What you should do: Gather every line in the data below that contains the word "stadium" and copy each one out.

Image annotation data
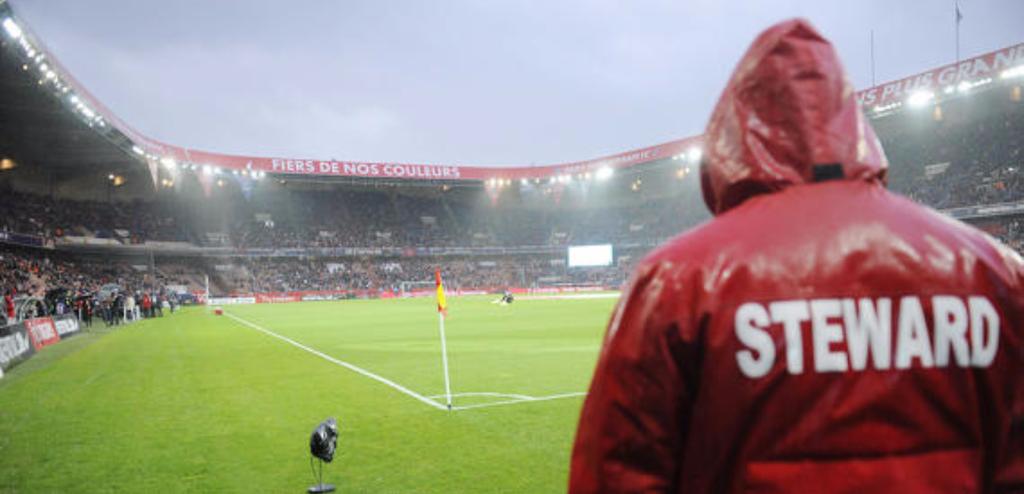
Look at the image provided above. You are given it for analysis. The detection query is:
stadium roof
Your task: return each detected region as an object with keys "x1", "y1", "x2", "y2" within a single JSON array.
[{"x1": 0, "y1": 0, "x2": 1024, "y2": 189}]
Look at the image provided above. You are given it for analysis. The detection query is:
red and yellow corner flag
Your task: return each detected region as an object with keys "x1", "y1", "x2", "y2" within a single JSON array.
[{"x1": 434, "y1": 270, "x2": 447, "y2": 316}]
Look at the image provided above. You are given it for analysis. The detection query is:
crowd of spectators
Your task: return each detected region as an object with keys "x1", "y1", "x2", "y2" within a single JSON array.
[
  {"x1": 233, "y1": 256, "x2": 629, "y2": 293},
  {"x1": 0, "y1": 191, "x2": 187, "y2": 243},
  {"x1": 0, "y1": 87, "x2": 1024, "y2": 303}
]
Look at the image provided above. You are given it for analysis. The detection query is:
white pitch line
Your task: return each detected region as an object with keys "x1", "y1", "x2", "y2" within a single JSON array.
[
  {"x1": 427, "y1": 392, "x2": 534, "y2": 401},
  {"x1": 452, "y1": 392, "x2": 587, "y2": 410},
  {"x1": 224, "y1": 311, "x2": 454, "y2": 410}
]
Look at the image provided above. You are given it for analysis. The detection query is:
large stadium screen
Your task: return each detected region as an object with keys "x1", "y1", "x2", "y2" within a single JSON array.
[{"x1": 569, "y1": 244, "x2": 611, "y2": 267}]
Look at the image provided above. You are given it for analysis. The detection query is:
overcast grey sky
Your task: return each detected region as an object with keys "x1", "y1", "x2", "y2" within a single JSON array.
[{"x1": 12, "y1": 0, "x2": 1024, "y2": 165}]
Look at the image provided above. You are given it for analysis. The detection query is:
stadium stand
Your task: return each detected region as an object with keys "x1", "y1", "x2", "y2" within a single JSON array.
[{"x1": 0, "y1": 2, "x2": 1024, "y2": 315}]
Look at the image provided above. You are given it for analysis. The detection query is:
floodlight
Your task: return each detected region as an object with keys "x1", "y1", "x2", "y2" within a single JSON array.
[
  {"x1": 906, "y1": 90, "x2": 935, "y2": 107},
  {"x1": 3, "y1": 17, "x2": 22, "y2": 39},
  {"x1": 999, "y1": 66, "x2": 1024, "y2": 79},
  {"x1": 306, "y1": 417, "x2": 338, "y2": 494}
]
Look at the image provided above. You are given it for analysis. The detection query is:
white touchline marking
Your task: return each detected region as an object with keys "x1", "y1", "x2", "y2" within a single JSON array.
[
  {"x1": 452, "y1": 392, "x2": 587, "y2": 410},
  {"x1": 224, "y1": 311, "x2": 448, "y2": 410},
  {"x1": 427, "y1": 392, "x2": 534, "y2": 400}
]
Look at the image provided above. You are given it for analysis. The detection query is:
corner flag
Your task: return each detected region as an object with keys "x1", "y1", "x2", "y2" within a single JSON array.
[
  {"x1": 434, "y1": 267, "x2": 452, "y2": 412},
  {"x1": 434, "y1": 270, "x2": 447, "y2": 315}
]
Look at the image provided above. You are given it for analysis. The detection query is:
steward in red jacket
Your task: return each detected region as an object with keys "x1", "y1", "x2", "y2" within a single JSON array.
[{"x1": 569, "y1": 20, "x2": 1024, "y2": 494}]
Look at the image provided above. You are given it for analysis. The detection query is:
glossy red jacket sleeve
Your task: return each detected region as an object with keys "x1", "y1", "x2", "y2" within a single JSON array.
[
  {"x1": 569, "y1": 260, "x2": 690, "y2": 492},
  {"x1": 993, "y1": 263, "x2": 1024, "y2": 493}
]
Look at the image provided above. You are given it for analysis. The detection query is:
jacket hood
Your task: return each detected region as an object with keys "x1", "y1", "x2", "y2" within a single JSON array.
[{"x1": 700, "y1": 19, "x2": 889, "y2": 214}]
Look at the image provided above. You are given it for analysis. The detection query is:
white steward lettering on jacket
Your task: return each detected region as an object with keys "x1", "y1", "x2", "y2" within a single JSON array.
[{"x1": 734, "y1": 295, "x2": 999, "y2": 378}]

Answer to this exercise:
stadium roof
large stadium screen
stadium stand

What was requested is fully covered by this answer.